▶ Document
================

Figure 2 suggests several trade-offs. First, after decades of near stagnation, public preprimary enrollment in LICs began to expand in 2011, but private preprimary enrollment began to decrease one year later. In 2015, the expansion of public preprimary education came to an end, and so did the decrease in the private sector. It seems that public and private preschool are communicating vessels, in the sense that many of the families who would normally enroll their children in private preschool tend to opt for public preschool when the latter expands. The result is that investment in public preschool has a limited impact on overall enrollment. Second, the ANER (which includes mainly 5-year-olds) started a remarkable increase in 2018, while the preprimary GERs (covering mainly 3-, 4-, and 5-year-olds) remained nearly flat. This suggests that enrollment among 5-year-olds increased at the cost of enrollment among the 3- and 4-year-olds. And third, although 2015 marks the transition from growth to stagnation in the case of preprimary education, it marks the opposite for primary education: after 7 years of near stagnation (2008–2015), gross enrollment in primary education (which is predominantly public) resumed its increase, now beyond 100 percent.
It must be noted that a primary GER at or above 100 percent usually conceals problems such as under- and overage enrollment, dropping out, grade repetition, suboptimal learning outcomes, or a combination of these. However, preprimary education is affected by such issues as well. And although in-depth research is needed—and strongly recommended—for a good understanding of the dynamics suggested by Figure 2, it seems clear that preprimary education is in dire straits, possibly as a result of unintended effects of the SDGs: LICs appear to prioritize primary education above preschool, while trying to meet SDG 4.2 without additional funding by disinvesting in the 3- and 4-year-olds.
How can we restart the expansion of preschool education? In an attempt to answer that question, we argue that there is a need for a policy instrument that somehow deals with preschool’s high degree of programmatic diversity (Balsera et al., 2018; Desalegn et al., 2015) and builds on local-level actors’ autonomy and investment potential.
A policy instrument that intends to accelerate the expansion of preschool education must somehow respond to the enormous diversity that we observe in preschool programs. Should the instrument favor some programs above others? Or should it somehow be applicable to all? This section provides a basis for addressing these questions by first describing current programmatic diversity.
In all cases, preschool education is meant to enhance child development. Along with other early childhood development (ECD) services, such as parental education, nutrition, and health care, preschool education is intended to support children in developing to their full potential (Campbell et al., 2001; Montie et al., 2006). As such, preschool education is an inalienable part of nurturing care (Black et al., 2021). We refer to this as the developmental function of preschool education.
In many cases, and more practically, preschool education also allows parents to go to work, study, or engage in other activities (Gibson et al., 2015). We refer to this as the childcare function of preschool education.

================

▶ Your objective
Extend the passage on preschool education in low-income countries, picking up right after its final sentence.

▶ Information shown
================

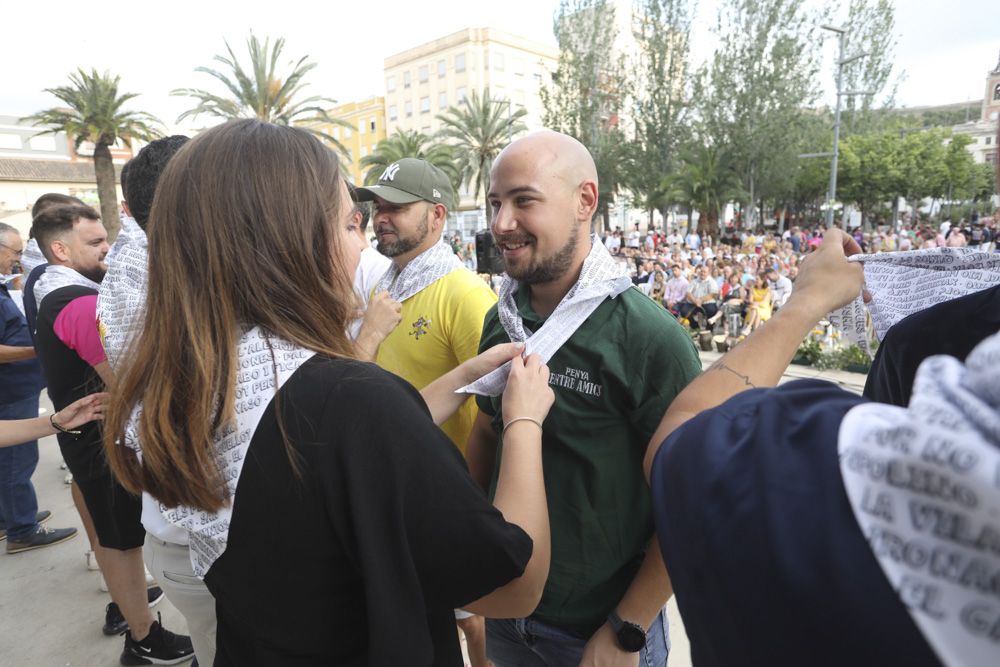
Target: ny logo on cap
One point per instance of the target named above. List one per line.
(390, 172)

================

▶ The result
For the childcare function, a relatively large number of hours per day is needed, varying from half a day to a full day, with provision of up to three meals and napping facilities. For the developmental function, though, shorter sessions would be sufficient, provided that the programs meet well-defined quality standards for teacher competencies, holistic curriculum, content, and materials. Partly as a result of this dual functionality, preschool education is characterized by a higher degree of programmatic diversity than, for example, primary education. We distinguish diversity in terms of location, legal status, program structure, duration, and quality.
Preschool programs can be provided in specialized institutions, such as kindergartens and ECD centers, but also in schools, homes, mobile facilities, or companies. Kenya, for example, has managed to boost preschool enrollment partly by starting preschool classes in primary schools that have unutilized space and human resources.
Home-based programs were traditionally considered an option, primarily for childcare, but some countries have policies in place to enhance teacher qualifications, health and safety, and holistic curricula. The longstanding Madres Comunitarias in Colombia is one example of this (Feed Magazine, 2016). An interesting case is the satellite model in Kyrgyzstan (Aga Khan Foundation, 2020), where a central kindergarten supports home- and school-based classes in surrounding villages and hamlets, ensuring a degree of continuity and quality that these classes might not achieve on a standalone basis.
Fiji’s Mobile Kindy (Child Benefit Fiji, 2018) and the Mobile ECD Center in North Macedonia (Mobile ECD Center, Lifestart, 2021) show how education providers can use facilities and inventory efficiently by bringing them to multiple places. In Kyrgyzstan, approximately one hundred Jailoo (pasture) kindergartens travel with semi-nomadic communities (Roza Otunbaeva Initiative, 2021).
Employer provision of preschool education was prominent in the former Eastern Bloc countries. A more-recent example can be found in Cambodia, where garment factories have partnered with NGOs to set up childcare centers at their factories. Though they need not be the dominant model, employer-based preschools can be a valuable addition to a varied palette of modalities. Providers may include tea plantations, handicraft cooperatives, forest management groups, and other employers.
These examples illustrate that preschool education may be provided in many different settings, as long as quality is monitored. A policy instrument that allows for this kind of flexibility while guaranteeing quality is necessary.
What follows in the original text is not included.